= Prompt =
Print the entire listing below word for word, excluding its pictures.

········

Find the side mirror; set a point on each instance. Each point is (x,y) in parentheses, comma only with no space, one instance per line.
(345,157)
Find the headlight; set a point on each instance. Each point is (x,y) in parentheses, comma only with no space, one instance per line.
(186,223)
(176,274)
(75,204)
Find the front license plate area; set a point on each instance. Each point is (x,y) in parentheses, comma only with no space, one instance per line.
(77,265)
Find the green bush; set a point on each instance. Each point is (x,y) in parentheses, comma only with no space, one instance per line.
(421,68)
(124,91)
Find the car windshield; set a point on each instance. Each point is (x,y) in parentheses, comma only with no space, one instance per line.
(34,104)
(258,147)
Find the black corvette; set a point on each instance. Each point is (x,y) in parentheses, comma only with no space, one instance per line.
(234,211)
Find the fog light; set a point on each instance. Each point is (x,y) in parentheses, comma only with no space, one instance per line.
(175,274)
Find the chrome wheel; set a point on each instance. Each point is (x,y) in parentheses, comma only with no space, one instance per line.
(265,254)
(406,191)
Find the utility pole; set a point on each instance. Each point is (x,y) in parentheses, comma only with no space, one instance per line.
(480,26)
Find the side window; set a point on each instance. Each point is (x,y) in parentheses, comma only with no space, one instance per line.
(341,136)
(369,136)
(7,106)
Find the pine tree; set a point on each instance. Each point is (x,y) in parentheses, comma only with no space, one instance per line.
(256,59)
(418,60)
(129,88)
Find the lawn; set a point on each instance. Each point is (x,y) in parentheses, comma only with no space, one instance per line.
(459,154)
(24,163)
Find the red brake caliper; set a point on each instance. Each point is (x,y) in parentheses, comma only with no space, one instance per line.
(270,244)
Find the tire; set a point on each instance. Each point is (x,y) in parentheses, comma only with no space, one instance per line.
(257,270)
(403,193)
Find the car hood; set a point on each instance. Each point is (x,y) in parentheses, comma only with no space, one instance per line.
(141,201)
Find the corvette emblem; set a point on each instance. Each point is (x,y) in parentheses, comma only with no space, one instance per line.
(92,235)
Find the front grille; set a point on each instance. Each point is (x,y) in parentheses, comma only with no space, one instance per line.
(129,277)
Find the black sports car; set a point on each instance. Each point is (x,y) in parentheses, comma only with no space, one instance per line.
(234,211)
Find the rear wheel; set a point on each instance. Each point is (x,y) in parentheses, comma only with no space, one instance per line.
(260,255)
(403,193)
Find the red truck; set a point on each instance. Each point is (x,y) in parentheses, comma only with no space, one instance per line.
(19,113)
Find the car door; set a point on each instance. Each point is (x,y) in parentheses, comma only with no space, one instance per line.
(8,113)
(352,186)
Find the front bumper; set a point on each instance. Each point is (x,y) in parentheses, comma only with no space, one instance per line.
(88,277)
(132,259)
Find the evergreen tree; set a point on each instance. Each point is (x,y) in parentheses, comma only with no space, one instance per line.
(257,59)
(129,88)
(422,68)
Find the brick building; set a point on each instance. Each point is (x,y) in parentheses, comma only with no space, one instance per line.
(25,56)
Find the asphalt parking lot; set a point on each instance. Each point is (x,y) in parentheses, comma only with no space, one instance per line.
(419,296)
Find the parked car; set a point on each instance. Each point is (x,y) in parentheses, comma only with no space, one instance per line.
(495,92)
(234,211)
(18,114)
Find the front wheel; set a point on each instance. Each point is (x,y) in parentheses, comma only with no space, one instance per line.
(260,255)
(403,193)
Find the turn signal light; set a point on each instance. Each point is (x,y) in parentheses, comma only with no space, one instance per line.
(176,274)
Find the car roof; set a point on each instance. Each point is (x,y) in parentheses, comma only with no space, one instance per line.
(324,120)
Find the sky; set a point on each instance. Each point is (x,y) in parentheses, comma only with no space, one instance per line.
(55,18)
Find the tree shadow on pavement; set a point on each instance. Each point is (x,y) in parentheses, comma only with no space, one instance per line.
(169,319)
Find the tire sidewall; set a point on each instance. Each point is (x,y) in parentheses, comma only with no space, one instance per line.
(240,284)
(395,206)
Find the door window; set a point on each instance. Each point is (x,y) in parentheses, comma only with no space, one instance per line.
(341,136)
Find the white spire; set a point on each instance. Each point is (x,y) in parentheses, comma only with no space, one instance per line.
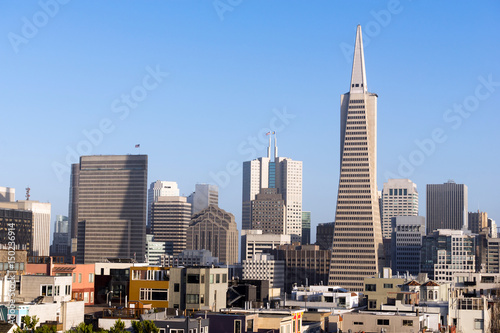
(269,147)
(275,147)
(358,78)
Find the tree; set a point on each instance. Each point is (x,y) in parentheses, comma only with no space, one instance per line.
(146,326)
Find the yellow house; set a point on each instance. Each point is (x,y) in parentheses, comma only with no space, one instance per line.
(149,285)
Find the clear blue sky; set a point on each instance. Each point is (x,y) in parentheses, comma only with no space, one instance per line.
(232,65)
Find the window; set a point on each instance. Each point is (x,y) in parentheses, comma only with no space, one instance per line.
(407,322)
(371,287)
(149,294)
(384,322)
(237,326)
(193,278)
(192,299)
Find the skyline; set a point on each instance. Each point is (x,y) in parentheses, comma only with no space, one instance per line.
(228,79)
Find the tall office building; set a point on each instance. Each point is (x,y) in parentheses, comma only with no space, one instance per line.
(23,228)
(170,217)
(269,212)
(109,192)
(281,173)
(61,241)
(445,252)
(203,196)
(477,221)
(306,228)
(7,194)
(399,198)
(215,230)
(446,206)
(406,243)
(357,250)
(160,188)
(40,245)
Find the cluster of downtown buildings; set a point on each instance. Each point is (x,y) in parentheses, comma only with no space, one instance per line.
(132,249)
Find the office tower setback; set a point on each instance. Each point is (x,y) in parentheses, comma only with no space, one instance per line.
(446,206)
(477,221)
(254,242)
(324,235)
(268,212)
(40,245)
(203,196)
(170,217)
(406,243)
(306,228)
(160,188)
(399,198)
(357,241)
(445,252)
(281,173)
(109,192)
(215,230)
(304,264)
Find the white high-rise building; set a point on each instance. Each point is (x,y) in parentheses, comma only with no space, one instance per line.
(160,188)
(264,267)
(41,223)
(203,196)
(282,173)
(399,198)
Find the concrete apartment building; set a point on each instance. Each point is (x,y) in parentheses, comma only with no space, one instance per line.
(399,198)
(108,206)
(170,218)
(198,288)
(215,230)
(357,250)
(447,206)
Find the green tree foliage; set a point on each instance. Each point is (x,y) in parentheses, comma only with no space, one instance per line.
(146,326)
(118,327)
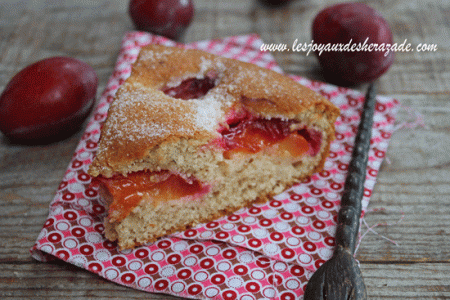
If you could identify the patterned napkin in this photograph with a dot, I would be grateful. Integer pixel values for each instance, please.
(268, 251)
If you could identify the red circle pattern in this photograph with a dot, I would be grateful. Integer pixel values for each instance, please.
(249, 245)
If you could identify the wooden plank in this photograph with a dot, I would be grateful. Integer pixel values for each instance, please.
(415, 182)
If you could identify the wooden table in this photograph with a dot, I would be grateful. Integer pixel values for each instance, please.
(414, 181)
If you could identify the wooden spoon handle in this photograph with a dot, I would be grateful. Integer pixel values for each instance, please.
(350, 212)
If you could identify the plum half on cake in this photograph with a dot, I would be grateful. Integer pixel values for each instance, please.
(192, 136)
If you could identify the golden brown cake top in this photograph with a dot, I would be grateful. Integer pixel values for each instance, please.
(142, 116)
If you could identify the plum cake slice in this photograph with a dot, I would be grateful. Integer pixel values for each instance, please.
(191, 136)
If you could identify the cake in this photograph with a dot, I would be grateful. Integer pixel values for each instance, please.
(191, 136)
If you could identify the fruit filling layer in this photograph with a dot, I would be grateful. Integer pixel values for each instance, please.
(127, 192)
(250, 134)
(191, 88)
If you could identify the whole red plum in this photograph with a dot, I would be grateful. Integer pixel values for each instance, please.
(358, 24)
(47, 100)
(168, 18)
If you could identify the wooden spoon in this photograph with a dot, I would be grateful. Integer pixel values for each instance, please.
(340, 277)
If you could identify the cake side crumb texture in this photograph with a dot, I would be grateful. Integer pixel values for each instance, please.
(149, 130)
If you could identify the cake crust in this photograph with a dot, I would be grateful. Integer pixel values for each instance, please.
(149, 130)
(142, 117)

········

= Answer area =
Find the side mirror; set a point on each instance. Each point is (x,y) in parentheses, comma only with no space, one instance per line.
(345,157)
Find the headlight; set a point on each instance. Each point is (x,y) in parentheses, comma only with no space, one instance per line.
(186,223)
(176,274)
(75,204)
Find the front license plate area; set a point on each instance. Each point is (x,y) in parentheses, comma only with no space, one instance per line.
(77,265)
Find the green bush; set a point on each instance. Each point is (x,y) in parentheses, comma only with no space, one instance per line.
(421,68)
(124,91)
Find the car windshield; set a point on each instance. Each point is (x,y) in parentheses, comma only with no space, one instance per line.
(34,104)
(258,147)
Find the black corvette; set a point on each instance. Each point is (x,y) in parentheses, comma only with no space, one instance per line.
(234,211)
Find the fog light; set a point on each instance. Each point is (x,y) in parentheses, comma only with no space, one instance per line.
(175,274)
Find the chrome wheel; set a point on each instance. Each point is (x,y) in parentheses, comma only with no space, one instance per line.
(265,254)
(406,191)
Find the utility pole; set a point on each instance. Each point is (x,y) in parentheses, comma only with no space, one instance per line.
(480,26)
Find the side window; set a point on each instance. Each point is (x,y) in parentheses, comma only with no space, one instance per line.
(341,136)
(369,136)
(7,106)
Find the pine tree; set a point on each instance. Each point is (x,y) in parentheses, comma only with no space, one instance per line.
(256,59)
(418,60)
(129,88)
Find the lawn; set a point on each instance. Each point is (x,y) in parentheses, comma only with no space, one instance per line.
(459,154)
(24,163)
Find the red brake caliper; set a point on each instance. Each point is (x,y) in parentheses, comma only with no space, one instance per line.
(270,244)
Find the tire; set a point on each instance. Each point is (x,y) in parentheses, comma only with no space, one instance per line.
(257,270)
(403,193)
Find the car hood; set a point on each instance. Each point is (x,y) in parentheses, comma only with no space, one instance per line.
(141,201)
Find the corvette emblem; set a point on each instance. Each point is (x,y) in parentheses, comma only with no space, one instance per line.
(92,235)
Find the front grille; set a point on each instance. Each point is (x,y) in parentheses, comma only with no space, one instance per line.
(129,277)
Find the black sports car; set a point on each instance. Each point is (x,y) in parentheses, comma only with no space, one instance per line.
(234,211)
Find the rear wheel; set a point on each instance. Each point is (x,y) in parentheses, comma only with no space, one instance per line.
(260,255)
(403,193)
Find the red truck; set a point on each instance. Each point is (x,y) in parentheses, comma only with no space, one instance per line.
(19,113)
Find the car door; set a point on each instance. Each point is (x,y) in parentheses, comma only with no space, one instance per line.
(8,113)
(352,186)
Find the front bumper; set a point on each instance. Each point is (x,y) in parentheses, comma only with no space, one instance per line.
(88,277)
(132,259)
Find the evergreen tree; set a point on each instance. Each point is (x,y) in parentheses, comma only with no space, one instance per line.
(257,59)
(129,88)
(422,68)
Find the brick building; set a point on each instance. Each point is (x,y) in parentheses, comma only with no space, one instance per line.
(25,56)
Find the asphalt parking lot; set a point on each instance. Each point is (x,y) in parentheses, comma only with no space, one instance per line.
(419,296)
Find the parked car; set a point on each instance. Each point is (x,y) in parentheses, comma only with no space, one instance per line.
(495,92)
(234,211)
(18,114)
Find the front wheel; set a point on each instance. Each point is (x,y) in parentheses, comma only with no space, one instance per line.
(260,255)
(403,193)
Find the turn signal light; set a point on each instance. Each point is (x,y) in parentheses, comma only with no space, one instance per line.
(176,274)
Find the car roof; set a point on each instance. Each point is (x,y) in parentheses, comma only with no space, one instance per line.
(324,120)
Find the sky; set a point on each instance. Each point is (x,y) in parentheses, comma only with no space, one instance per line.
(55,18)
Find the tree shadow on pavement; set a point on each instance. Each point is (x,y) in parentheses, comma only with no space, one instance per line.
(169,319)
Find the tire sidewall; set a point on each instance. Each point is (x,y) in parentheses, comma only with no space, one instance per line.
(240,284)
(395,206)
Find the door window; set a point on each instance. Each point is (x,y) in parentheses, comma only with no space, one instance per line.
(341,136)
Find the white spire; set a point on each instance. Each point is (x,y) in parentheses, comma only with no space, one instance per line.
(269,147)
(275,147)
(358,78)
Find the tree; set a point on each instance. Each point is (x,y) in parentheses, comma only with no space, one instance per line.
(146,326)
Find the yellow house; set a point on each instance. Each point is (x,y) in parentheses, comma only with no space, one instance per line.
(149,285)
Find the clear blue sky; set a point on each instance. Each point is (x,y) in parentheses, comma only with no space, one instance per line.
(232,65)
Find the window; set a point on each instance. Each point is (x,y) in parentheses, comma only with no space, one instance per line.
(407,322)
(371,287)
(149,294)
(384,322)
(237,326)
(193,278)
(192,299)
Find the skyline; set a point on each instance. Each point is (x,y) in parentheses, comma only with no space, one instance per line.
(228,79)
Find the tall office building; set a point on each instance. Each point is (x,y) in parentheses, comma only with no space, one instance per line.
(23,228)
(170,217)
(269,212)
(109,192)
(281,173)
(61,241)
(445,252)
(203,196)
(477,221)
(306,228)
(7,194)
(399,198)
(215,230)
(446,206)
(406,243)
(357,250)
(160,188)
(40,245)
Find the cluster of downtown buildings; set a point on each instance. Each point is (x,y) in parentheses, comma only with no space, one instance per line.
(132,249)
Find the office tower setback; set a point on each instance. Each point is (x,y) in parentheses, comma only with no space, one instance per line.
(446,206)
(477,221)
(254,242)
(324,235)
(268,212)
(40,245)
(203,196)
(170,217)
(406,243)
(306,228)
(160,188)
(399,198)
(357,241)
(445,252)
(281,173)
(109,192)
(215,230)
(304,264)
Find the white high-rise building; set a point on each instance. Each point is (x,y) in parentheses, comma only with no space, one instance per line.
(160,188)
(264,267)
(41,223)
(203,196)
(282,173)
(399,198)
Find the concrete apartment building; set a point on each instance. Each point is (x,y) in parentheses, comma only with no space, one instance per line.
(399,198)
(108,206)
(170,218)
(198,288)
(215,230)
(357,250)
(447,206)
Find the green tree foliage; set a point on each instance. Each point is (x,y) in parentheses, comma only with no space, one instance per line.
(146,326)
(118,327)
If you could identify the patterned napkin in this photograph with a dot, I would be grateful. Integer pixel values for each instance, please.
(268, 251)
If you could identify the red circle pattern in this photograph with a dot, I would be grateful. Integer pixel values for each instance, please.
(249, 245)
If you could identify the wooden plank in this photograph with a dot, I would be grateful. Integer pixel values for each instance, please.
(415, 182)
If you could identify the wooden table in this photograph with a dot, I would be grateful. Integer pixel values for each instance, please.
(414, 181)
If you could identify the wooden spoon handle in this photograph with a dot, I would be grateful. Integer pixel values for each instance, please.
(350, 212)
If you could identify the plum half on cake in this photograph with a dot, I would be grateful. Integer pixel values for each instance, please.
(192, 136)
If you could identify the golden brown cake top in this photograph with a dot, I would be grateful. Integer pixel values for each instance, please.
(142, 116)
If you could identify the plum cake slice in this photograph with a dot, I would be grateful. Integer pixel values for each instance, please.
(191, 136)
If you could identify the cake in this photograph with a dot, I would be grateful. Integer pixel values for each instance, please.
(191, 136)
If you could identify the fruit filling layer in this photograph with a dot, I would be grateful. Integer pixel values for each instance, please.
(127, 192)
(250, 134)
(191, 88)
If you could identify the whole red plum in this photograph with a dot, I would be grateful. Integer pixel values for each instance, please.
(358, 24)
(47, 100)
(168, 18)
If you could identify the wooden spoon in this photograph with a dot, I would be grateful. Integer pixel values for each instance, please.
(340, 277)
If you could identify the cake side crumb texture in this photograph with a dot, I would be grateful. Integer pixel values for each instance, please.
(149, 130)
If you could identify the cake crust in this photograph with a dot, I would be grateful. Integer pixel values for each instance, please.
(149, 130)
(142, 117)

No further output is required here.